(Image point annotation entries)
++++++++++
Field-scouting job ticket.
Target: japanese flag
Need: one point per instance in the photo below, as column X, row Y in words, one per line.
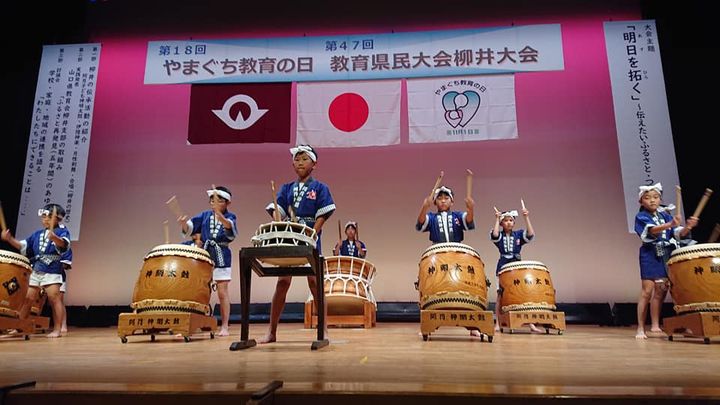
column 348, row 113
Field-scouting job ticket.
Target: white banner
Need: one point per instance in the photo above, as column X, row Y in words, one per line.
column 57, row 152
column 459, row 109
column 642, row 120
column 398, row 55
column 345, row 114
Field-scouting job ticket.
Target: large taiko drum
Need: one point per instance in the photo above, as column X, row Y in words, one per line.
column 452, row 276
column 14, row 282
column 526, row 285
column 694, row 273
column 174, row 278
column 284, row 234
column 348, row 282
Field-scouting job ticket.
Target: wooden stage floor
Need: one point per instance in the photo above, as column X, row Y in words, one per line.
column 389, row 360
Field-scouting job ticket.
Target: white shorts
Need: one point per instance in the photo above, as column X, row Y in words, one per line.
column 41, row 279
column 222, row 274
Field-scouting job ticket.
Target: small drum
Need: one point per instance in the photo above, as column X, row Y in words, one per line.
column 284, row 234
column 347, row 284
column 526, row 285
column 452, row 276
column 694, row 273
column 174, row 278
column 14, row 282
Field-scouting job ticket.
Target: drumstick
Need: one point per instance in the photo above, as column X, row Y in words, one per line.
column 53, row 218
column 174, row 207
column 276, row 213
column 468, row 179
column 703, row 201
column 293, row 218
column 437, row 184
column 167, row 232
column 3, row 225
column 715, row 234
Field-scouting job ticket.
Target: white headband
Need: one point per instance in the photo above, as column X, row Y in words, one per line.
column 304, row 148
column 220, row 193
column 644, row 189
column 43, row 211
column 443, row 189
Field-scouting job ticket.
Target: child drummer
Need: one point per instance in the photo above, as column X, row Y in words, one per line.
column 48, row 250
column 509, row 243
column 445, row 225
column 308, row 202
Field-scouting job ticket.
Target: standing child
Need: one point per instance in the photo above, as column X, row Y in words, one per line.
column 658, row 231
column 445, row 225
column 350, row 246
column 66, row 261
column 509, row 242
column 46, row 248
column 216, row 227
column 311, row 203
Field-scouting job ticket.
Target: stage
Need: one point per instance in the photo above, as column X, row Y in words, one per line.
column 385, row 364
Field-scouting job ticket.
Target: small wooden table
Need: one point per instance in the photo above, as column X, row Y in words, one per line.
column 481, row 321
column 251, row 259
column 703, row 325
column 547, row 319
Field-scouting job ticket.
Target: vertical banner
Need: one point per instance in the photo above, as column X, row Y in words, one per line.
column 459, row 109
column 642, row 120
column 57, row 152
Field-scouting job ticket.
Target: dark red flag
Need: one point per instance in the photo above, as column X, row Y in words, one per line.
column 239, row 113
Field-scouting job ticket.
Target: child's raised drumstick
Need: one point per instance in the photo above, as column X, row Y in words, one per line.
column 167, row 232
column 53, row 218
column 715, row 234
column 276, row 213
column 703, row 201
column 437, row 184
column 468, row 180
column 3, row 224
column 174, row 207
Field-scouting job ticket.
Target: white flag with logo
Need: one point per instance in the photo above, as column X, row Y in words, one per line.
column 348, row 113
column 457, row 109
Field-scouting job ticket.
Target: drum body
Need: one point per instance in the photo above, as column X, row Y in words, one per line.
column 174, row 278
column 347, row 284
column 284, row 234
column 526, row 285
column 14, row 282
column 452, row 276
column 694, row 273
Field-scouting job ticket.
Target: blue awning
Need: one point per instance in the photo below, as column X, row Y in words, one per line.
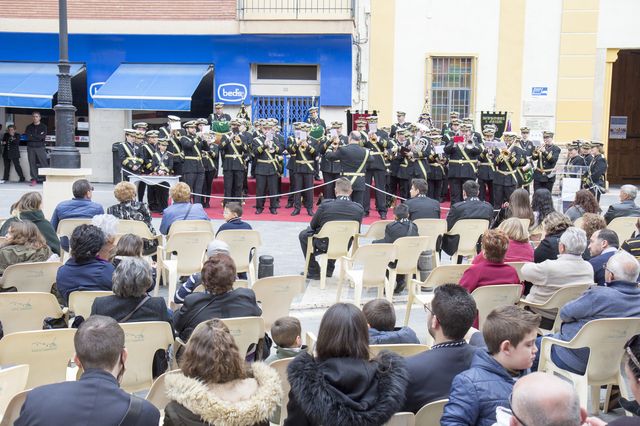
column 30, row 84
column 157, row 87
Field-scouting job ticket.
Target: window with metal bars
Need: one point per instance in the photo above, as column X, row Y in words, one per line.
column 451, row 87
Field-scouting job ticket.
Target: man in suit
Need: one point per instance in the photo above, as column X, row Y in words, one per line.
column 603, row 244
column 471, row 208
column 96, row 398
column 421, row 206
column 342, row 208
column 449, row 317
column 627, row 206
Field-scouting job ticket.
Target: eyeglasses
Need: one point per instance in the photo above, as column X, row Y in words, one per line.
column 513, row 413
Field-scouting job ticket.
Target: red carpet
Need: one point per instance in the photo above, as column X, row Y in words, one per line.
column 284, row 215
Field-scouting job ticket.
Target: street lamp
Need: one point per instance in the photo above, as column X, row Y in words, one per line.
column 64, row 155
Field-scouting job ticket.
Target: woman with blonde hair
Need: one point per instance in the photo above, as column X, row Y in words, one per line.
column 520, row 249
column 29, row 208
column 24, row 244
column 215, row 386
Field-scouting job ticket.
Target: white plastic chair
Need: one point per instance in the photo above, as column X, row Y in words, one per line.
column 490, row 297
column 26, row 311
column 339, row 233
column 243, row 247
column 470, row 231
column 605, row 339
column 31, row 276
column 275, row 295
column 372, row 261
column 442, row 274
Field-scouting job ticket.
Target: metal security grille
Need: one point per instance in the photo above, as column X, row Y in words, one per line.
column 451, row 87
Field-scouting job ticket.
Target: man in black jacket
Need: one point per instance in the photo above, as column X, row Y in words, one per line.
column 431, row 372
column 342, row 208
column 471, row 208
column 421, row 206
column 36, row 133
column 96, row 398
column 627, row 206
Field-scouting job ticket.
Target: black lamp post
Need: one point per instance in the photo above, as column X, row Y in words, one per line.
column 64, row 155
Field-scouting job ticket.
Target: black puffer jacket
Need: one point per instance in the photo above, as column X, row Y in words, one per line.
column 345, row 391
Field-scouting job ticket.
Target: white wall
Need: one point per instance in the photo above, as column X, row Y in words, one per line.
column 618, row 24
column 426, row 27
column 540, row 63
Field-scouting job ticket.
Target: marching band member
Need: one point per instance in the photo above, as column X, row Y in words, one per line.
column 266, row 150
column 304, row 151
column 545, row 159
column 463, row 152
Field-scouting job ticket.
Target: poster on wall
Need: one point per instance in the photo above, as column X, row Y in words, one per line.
column 618, row 127
column 498, row 119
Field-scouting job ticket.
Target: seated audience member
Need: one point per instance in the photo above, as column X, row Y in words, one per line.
column 551, row 275
column 471, row 208
column 510, row 333
column 421, row 206
column 519, row 250
column 24, row 243
column 619, row 298
column 340, row 208
column 544, row 399
column 96, row 398
column 584, row 202
column 214, row 247
column 219, row 300
column 181, row 209
column 632, row 245
column 84, row 270
column 215, row 386
column 233, row 218
column 591, row 223
column 341, row 385
column 553, row 226
column 79, row 207
column 542, row 206
column 402, row 226
column 627, row 205
column 29, row 207
column 286, row 333
column 381, row 319
column 603, row 244
column 491, row 269
column 431, row 372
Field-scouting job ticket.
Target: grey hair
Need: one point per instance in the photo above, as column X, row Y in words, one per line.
column 630, row 190
column 624, row 266
column 217, row 246
column 108, row 223
column 132, row 277
column 574, row 240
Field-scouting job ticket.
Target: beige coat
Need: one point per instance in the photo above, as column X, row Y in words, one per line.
column 548, row 276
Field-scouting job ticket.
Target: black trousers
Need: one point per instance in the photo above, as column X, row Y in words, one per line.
column 329, row 191
column 233, row 184
column 303, row 181
column 486, row 187
column 264, row 185
column 209, row 176
column 502, row 194
column 380, row 177
column 435, row 189
column 37, row 156
column 547, row 185
column 16, row 165
column 195, row 182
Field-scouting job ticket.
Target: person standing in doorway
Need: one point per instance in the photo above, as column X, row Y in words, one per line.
column 36, row 133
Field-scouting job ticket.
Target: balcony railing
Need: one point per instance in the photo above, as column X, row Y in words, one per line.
column 296, row 9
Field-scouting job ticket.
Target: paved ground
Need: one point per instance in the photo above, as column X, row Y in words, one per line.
column 280, row 240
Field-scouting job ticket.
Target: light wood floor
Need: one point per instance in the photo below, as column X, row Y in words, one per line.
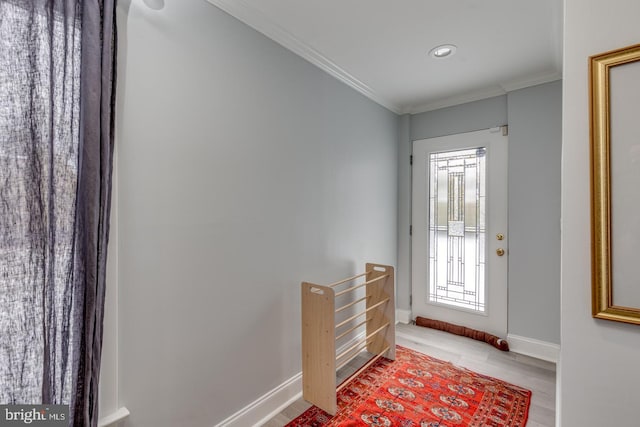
column 536, row 375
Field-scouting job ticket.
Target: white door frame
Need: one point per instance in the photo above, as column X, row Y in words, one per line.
column 494, row 320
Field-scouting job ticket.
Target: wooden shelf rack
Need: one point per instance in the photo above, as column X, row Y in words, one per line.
column 320, row 329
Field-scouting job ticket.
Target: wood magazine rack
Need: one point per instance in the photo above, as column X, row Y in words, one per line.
column 321, row 331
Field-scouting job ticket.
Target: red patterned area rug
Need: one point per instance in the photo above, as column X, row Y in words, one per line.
column 417, row 390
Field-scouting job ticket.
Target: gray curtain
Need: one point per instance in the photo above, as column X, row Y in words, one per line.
column 57, row 80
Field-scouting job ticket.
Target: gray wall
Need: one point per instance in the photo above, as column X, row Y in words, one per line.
column 598, row 375
column 243, row 170
column 535, row 144
column 533, row 115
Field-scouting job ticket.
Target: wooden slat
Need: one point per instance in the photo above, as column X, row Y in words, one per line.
column 379, row 314
column 359, row 371
column 351, row 304
column 353, row 288
column 318, row 346
column 348, row 279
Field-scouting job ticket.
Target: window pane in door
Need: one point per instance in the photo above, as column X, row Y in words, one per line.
column 457, row 200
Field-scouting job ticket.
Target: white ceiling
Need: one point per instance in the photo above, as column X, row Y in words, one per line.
column 380, row 47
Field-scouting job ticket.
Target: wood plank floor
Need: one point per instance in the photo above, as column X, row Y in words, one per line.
column 537, row 375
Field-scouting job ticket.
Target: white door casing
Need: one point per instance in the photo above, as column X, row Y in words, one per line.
column 492, row 317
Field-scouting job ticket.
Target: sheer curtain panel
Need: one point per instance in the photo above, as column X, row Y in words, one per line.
column 57, row 62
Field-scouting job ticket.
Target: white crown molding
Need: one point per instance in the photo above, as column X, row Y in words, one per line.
column 255, row 19
column 532, row 81
column 451, row 101
column 478, row 95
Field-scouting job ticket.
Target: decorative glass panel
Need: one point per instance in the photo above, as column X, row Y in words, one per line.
column 457, row 200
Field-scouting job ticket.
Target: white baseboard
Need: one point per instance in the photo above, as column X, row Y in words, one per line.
column 267, row 406
column 111, row 419
column 270, row 404
column 403, row 316
column 535, row 348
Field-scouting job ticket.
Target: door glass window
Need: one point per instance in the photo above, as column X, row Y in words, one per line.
column 457, row 201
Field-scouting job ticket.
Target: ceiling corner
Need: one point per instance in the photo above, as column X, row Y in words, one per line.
column 257, row 20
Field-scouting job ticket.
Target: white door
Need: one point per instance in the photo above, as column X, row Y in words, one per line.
column 459, row 230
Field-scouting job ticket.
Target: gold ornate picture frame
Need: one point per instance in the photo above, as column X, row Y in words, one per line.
column 615, row 184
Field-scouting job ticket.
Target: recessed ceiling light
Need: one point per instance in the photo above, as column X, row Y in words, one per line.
column 442, row 51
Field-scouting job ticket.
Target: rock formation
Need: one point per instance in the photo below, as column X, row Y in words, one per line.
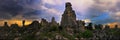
++++++++++
YOUR TASK:
Return every line of the records above that contains the word "jacket".

SOLUTION TO THIS EXERCISE:
Target: man in black jacket
Target: black puffer jacket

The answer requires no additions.